[Object location annotation data]
-- Begin --
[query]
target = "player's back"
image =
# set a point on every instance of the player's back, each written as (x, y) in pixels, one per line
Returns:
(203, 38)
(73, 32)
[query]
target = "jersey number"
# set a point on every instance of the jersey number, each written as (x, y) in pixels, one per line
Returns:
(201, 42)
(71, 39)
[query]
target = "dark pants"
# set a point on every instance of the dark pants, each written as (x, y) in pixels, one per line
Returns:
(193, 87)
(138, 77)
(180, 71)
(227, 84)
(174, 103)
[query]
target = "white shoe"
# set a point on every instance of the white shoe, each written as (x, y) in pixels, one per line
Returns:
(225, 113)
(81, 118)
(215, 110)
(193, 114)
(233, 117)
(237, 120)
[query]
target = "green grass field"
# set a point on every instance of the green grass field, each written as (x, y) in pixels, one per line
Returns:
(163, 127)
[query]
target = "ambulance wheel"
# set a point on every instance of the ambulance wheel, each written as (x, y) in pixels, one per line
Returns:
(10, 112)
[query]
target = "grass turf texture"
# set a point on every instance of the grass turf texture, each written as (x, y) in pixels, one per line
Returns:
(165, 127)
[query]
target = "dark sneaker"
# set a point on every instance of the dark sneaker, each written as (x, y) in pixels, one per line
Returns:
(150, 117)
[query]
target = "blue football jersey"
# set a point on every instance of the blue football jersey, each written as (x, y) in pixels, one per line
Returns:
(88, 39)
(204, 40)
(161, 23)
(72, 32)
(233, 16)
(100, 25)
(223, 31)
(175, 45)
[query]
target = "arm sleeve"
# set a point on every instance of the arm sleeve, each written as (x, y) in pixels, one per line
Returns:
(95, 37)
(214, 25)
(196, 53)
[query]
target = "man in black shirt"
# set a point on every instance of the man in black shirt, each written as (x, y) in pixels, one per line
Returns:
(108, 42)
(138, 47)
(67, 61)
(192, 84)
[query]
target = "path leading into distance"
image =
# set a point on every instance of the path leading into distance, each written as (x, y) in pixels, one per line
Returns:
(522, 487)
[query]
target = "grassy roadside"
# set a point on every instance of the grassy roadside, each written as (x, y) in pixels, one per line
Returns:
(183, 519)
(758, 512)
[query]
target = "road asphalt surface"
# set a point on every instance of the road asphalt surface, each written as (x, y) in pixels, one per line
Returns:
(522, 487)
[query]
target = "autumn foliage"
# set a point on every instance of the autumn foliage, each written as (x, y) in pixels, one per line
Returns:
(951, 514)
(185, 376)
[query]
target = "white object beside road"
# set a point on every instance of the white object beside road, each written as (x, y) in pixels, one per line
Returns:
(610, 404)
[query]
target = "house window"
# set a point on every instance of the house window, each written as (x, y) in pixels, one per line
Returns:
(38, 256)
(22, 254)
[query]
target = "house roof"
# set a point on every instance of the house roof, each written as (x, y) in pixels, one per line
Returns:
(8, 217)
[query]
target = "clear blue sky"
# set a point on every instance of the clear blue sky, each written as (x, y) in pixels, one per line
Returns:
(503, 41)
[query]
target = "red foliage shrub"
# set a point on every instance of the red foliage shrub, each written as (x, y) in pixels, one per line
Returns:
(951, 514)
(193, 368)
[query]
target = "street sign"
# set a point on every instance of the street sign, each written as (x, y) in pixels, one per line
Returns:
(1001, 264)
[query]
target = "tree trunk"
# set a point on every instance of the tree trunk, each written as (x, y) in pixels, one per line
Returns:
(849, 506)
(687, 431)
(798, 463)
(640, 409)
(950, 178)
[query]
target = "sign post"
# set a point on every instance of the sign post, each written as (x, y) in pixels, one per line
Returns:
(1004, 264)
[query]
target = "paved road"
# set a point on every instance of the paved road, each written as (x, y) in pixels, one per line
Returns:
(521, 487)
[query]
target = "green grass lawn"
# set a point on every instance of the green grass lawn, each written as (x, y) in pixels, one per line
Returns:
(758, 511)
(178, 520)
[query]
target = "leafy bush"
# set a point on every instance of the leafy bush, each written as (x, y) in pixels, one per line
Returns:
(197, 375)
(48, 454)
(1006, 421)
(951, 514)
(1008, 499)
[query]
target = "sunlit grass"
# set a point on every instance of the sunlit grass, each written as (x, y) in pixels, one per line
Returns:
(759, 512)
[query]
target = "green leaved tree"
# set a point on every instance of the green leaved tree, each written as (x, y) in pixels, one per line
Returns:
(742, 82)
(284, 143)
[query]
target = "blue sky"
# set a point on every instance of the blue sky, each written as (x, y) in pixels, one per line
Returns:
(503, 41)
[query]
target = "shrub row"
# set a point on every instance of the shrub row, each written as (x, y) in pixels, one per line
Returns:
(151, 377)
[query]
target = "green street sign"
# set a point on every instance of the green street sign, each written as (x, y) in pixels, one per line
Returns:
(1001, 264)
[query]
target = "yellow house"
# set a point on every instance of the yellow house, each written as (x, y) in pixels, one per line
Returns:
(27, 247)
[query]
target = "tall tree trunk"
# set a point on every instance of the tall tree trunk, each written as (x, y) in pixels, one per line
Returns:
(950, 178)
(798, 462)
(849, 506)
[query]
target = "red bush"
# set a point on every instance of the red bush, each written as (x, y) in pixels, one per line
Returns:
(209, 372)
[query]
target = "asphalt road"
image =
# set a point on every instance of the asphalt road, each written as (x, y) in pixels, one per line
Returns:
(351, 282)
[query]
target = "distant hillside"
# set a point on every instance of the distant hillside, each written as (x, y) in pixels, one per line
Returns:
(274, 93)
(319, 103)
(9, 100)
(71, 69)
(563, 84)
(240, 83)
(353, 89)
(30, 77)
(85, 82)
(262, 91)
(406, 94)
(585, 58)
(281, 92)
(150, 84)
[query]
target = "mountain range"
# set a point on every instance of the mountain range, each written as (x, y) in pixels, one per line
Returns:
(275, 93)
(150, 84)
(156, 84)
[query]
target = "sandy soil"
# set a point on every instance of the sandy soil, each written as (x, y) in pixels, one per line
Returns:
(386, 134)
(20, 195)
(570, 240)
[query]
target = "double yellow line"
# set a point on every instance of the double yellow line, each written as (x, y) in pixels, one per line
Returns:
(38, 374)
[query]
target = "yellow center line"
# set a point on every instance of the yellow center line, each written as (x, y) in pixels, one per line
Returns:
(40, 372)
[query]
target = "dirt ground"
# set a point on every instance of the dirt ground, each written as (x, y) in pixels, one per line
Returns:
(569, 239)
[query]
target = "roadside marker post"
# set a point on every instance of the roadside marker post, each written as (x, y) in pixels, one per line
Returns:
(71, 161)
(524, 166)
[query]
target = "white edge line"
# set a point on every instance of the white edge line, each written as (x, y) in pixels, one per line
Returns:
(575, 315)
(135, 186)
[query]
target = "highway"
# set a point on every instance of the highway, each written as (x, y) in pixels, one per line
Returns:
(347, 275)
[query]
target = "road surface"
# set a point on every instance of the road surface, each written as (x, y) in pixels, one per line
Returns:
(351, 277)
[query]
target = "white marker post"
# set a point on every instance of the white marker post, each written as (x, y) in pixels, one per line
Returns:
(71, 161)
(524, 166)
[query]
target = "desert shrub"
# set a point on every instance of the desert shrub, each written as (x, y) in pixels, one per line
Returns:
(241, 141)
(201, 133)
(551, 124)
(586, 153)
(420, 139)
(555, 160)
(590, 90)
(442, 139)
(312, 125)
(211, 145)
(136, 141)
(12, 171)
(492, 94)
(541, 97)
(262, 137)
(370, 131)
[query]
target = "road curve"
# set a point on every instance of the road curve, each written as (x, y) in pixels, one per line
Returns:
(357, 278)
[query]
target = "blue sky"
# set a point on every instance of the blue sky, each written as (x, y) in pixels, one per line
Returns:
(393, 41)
-- End --
> _THE REQUEST_:
Write the data from above out again, exactly.

> _RESULT_:
[query]
target = "player's back"
image =
# set a point on every instance of the player's back, each written as (x, y) in pixels, one per line
Returns:
(203, 38)
(73, 32)
[query]
target = "jersey number"
# set a point on every instance of the jersey number, each written as (x, y) in pixels, one per line
Returns:
(201, 42)
(71, 39)
[query]
target = "dark pants"
# set a point on every instance of the dark pants, each written as (x, y) in pixels, one per line
Returns:
(193, 87)
(138, 77)
(180, 71)
(227, 84)
(174, 103)
[query]
target = "white shoe"
# set a point on every instance of the white shoe, each written as (x, y) in pixels, one per line
Returns:
(225, 113)
(81, 118)
(215, 110)
(193, 114)
(233, 117)
(237, 120)
[query]
target = "green grass field"
# set a point on every instance of the green grass field, each written as (x, y) in pixels, one per line
Returns:
(163, 127)
[query]
target = "ambulance wheel"
# set a point on every instance of the ambulance wheel, each written as (x, y) in pixels, one per line
Returns:
(10, 112)
[query]
target = "grass turf texture"
# set a point on every instance of the grass turf texture, each written as (x, y) in pixels, one per line
Returns:
(165, 127)
[query]
target = "dark sneaker"
# set a point on every instance of the dark sneaker, each written as (x, y) in pixels, one per line
Returns:
(150, 117)
[query]
target = "blue football jersey"
# set a point on every instance of the blue football jersey, each written as (x, y) in pixels, one per line
Returns:
(88, 39)
(204, 40)
(161, 23)
(72, 32)
(233, 16)
(100, 25)
(223, 31)
(175, 45)
[query]
target = "arm sleeve"
# set a point on every instance of the arm sleeve, each written as (x, y) in pixels, one per line
Returns:
(95, 37)
(214, 25)
(196, 53)
[query]
target = "man in black shirt"
# set a point on every instance of the man in black shirt, each written as (x, y) in pixels, one per line
Returns:
(108, 42)
(138, 47)
(67, 61)
(192, 84)
[query]
target = "path leading into distance"
image =
# set a point on every instance of the path leading into distance, each written as (x, y) in pixels, one per line
Returns:
(522, 487)
[query]
target = "grassy roadside"
# set a point on every instance of the grassy roadside, each written as (x, y) in pixels, one per line
Returns:
(183, 519)
(758, 512)
[query]
target = "road asphalt surface"
# set a point on every instance of the road asphalt surface, each written as (x, y) in pixels, one per line
Returns:
(522, 487)
[query]
target = "autumn foliage"
# set a point on every instance of the autumn foliage, each written as (x, y) in pixels, one per line
Returns:
(951, 514)
(185, 376)
[query]
target = "white object beside road"
# set a point on every instance of the white object beside road, each written as (x, y) in pixels, one per line
Returns:
(610, 404)
[query]
target = "house window"
# set a point on every instance of the house window, each written as (x, y) in pixels, one per line
Returns:
(38, 256)
(22, 254)
[query]
target = "house roof"
# set a point on every instance of the house roof, each written as (x, y) in pixels, one per line
Returns:
(8, 217)
[query]
target = "clear blue sky"
# set a point on every instance of the clear blue sky, each written as (x, y) in pixels, one per line
Returns:
(503, 41)
[query]
target = "red foliage shrub"
# set a point on every instance of the red foliage shrub, each written as (x, y) in pixels, one per line
Returns:
(951, 514)
(193, 368)
[query]
target = "street sign"
# set a point on every instance of the street sign, each written as (x, y) in pixels, one per line
Returns:
(1001, 264)
[query]
target = "tree trunk"
# set a point on every instance of the tree trunk, each written as (x, y) in pixels, one per line
Returns:
(849, 506)
(687, 431)
(798, 463)
(640, 409)
(950, 178)
[query]
target = "sign post"
# set a point on every instance of the sign post, each written as (x, y) in pixels, one per line
Returns:
(1004, 264)
[query]
target = "paved road"
# set a point on every instance of the paved road, each written as (x, y) in pixels, one per line
Returns:
(521, 487)
[query]
target = "green grass lawn"
# set a point on every instance of the green grass lawn, each written as (x, y) in pixels, one per line
Returns:
(758, 511)
(178, 520)
[query]
target = "leafy bush"
# set a point on every instance of the leafy bush, each written as (x, y) in pixels, one per line
Returns:
(197, 375)
(48, 454)
(1006, 421)
(951, 514)
(1008, 499)
[query]
target = "sunlit grass"
# set a point on every instance of the sunlit grass, each written as (x, y) in pixels, one per line
Returns:
(759, 512)
[query]
target = "green leaved tree"
# set a point on every instance of the green leaved tree, each written as (x, y) in pixels, one per line
Returns:
(742, 82)
(284, 143)
[query]
target = "blue sky"
# set a point on every instance of the blue sky, each written as (x, y) in pixels, one per line
Returns:
(503, 41)
[query]
target = "shrub row"
# set a point on every instance of the shrub row, each written as (x, y) in pixels, one per line
Returns:
(151, 377)
[query]
target = "green street sign"
# set a point on every instance of the green street sign, each written as (x, y) in pixels, one per line
Returns:
(1001, 264)
[query]
target = "yellow house"
# set a point on every instance of the yellow house, each written as (x, y) in pixels, one per line
Returns:
(27, 247)
[query]
target = "tall tree trunk"
# set a point on every instance of the tall tree trunk, each written as (x, y) in pixels, one per line
Returns:
(950, 178)
(798, 462)
(849, 506)
[query]
target = "red bush"
# set a point on every instance of the red bush, each written as (x, y) in pixels, one per line
Returns:
(209, 372)
[query]
target = "asphalt road"
image =
# set a point on every instance of the asphalt road, each written as (x, y) in pixels, one per line
Returns:
(351, 282)
[query]
target = "distant hillside"
# set a point on every instance of the distant hillside, each written as (x, y) in pixels, one per line
Returns:
(274, 93)
(319, 103)
(9, 100)
(71, 69)
(563, 84)
(240, 83)
(353, 89)
(30, 77)
(85, 82)
(262, 91)
(406, 94)
(585, 58)
(281, 92)
(150, 84)
[query]
target = "mountain range"
# set a point on every instance of the mountain range, each written as (x, y) in pixels, one per line
Returns:
(275, 93)
(150, 84)
(156, 84)
[query]
target = "sandy soil"
# set a point on every instance of the sandy soil, each written as (x, y) in pixels, one per line
Returns:
(386, 134)
(20, 195)
(570, 240)
[query]
target = "double yellow line"
# set a point on every instance of the double yellow line, each written as (x, y) in pixels, one per line
Returns:
(38, 374)
[query]
target = "yellow center line"
# set a point on every instance of the yellow center line, each written as (x, y) in pixels, one per line
Returns:
(40, 372)
[query]
target = "dirt ground"
# set a point on every instance of the dirt ground, each written as (x, y) in pixels, one per line
Returns:
(569, 239)
[query]
target = "roadside marker post"
# set a point on every instance of the roadside marker post, each written as (x, y) in pixels, one per line
Returns:
(71, 161)
(524, 166)
[query]
target = "white edge line"
# set a point on every instance of the white edge line, each written as (x, y) in pixels, one per line
Returns:
(575, 315)
(135, 186)
[query]
target = "highway"
# set a point on every instance of the highway, each written as (x, y) in pixels, one per line
Returns:
(347, 275)
[query]
target = "road surface"
# set a point on every instance of the road surface, each written as (x, y) in pixels, one per line
Returns:
(351, 277)
[query]
target = "white marker post"
# set a point on every instance of the white marker post, each written as (x, y) in pixels, one per line
Returns:
(71, 161)
(524, 166)
[query]
target = "desert shrub"
# set a point on every instance of the desert shrub, each written as (x, y) in pixels, one per line
Returns:
(241, 141)
(201, 133)
(551, 124)
(586, 153)
(420, 139)
(555, 160)
(590, 90)
(442, 139)
(312, 125)
(211, 145)
(136, 141)
(12, 171)
(492, 94)
(541, 97)
(262, 137)
(370, 131)
[query]
target = "road curve"
# set a point on every instance of the road curve, each written as (x, y) in pixels, one per line
Returns:
(357, 278)
[query]
target = "blue sky"
# set a point on every instance of the blue sky, each written as (x, y) in pixels, one per line
Returns:
(393, 41)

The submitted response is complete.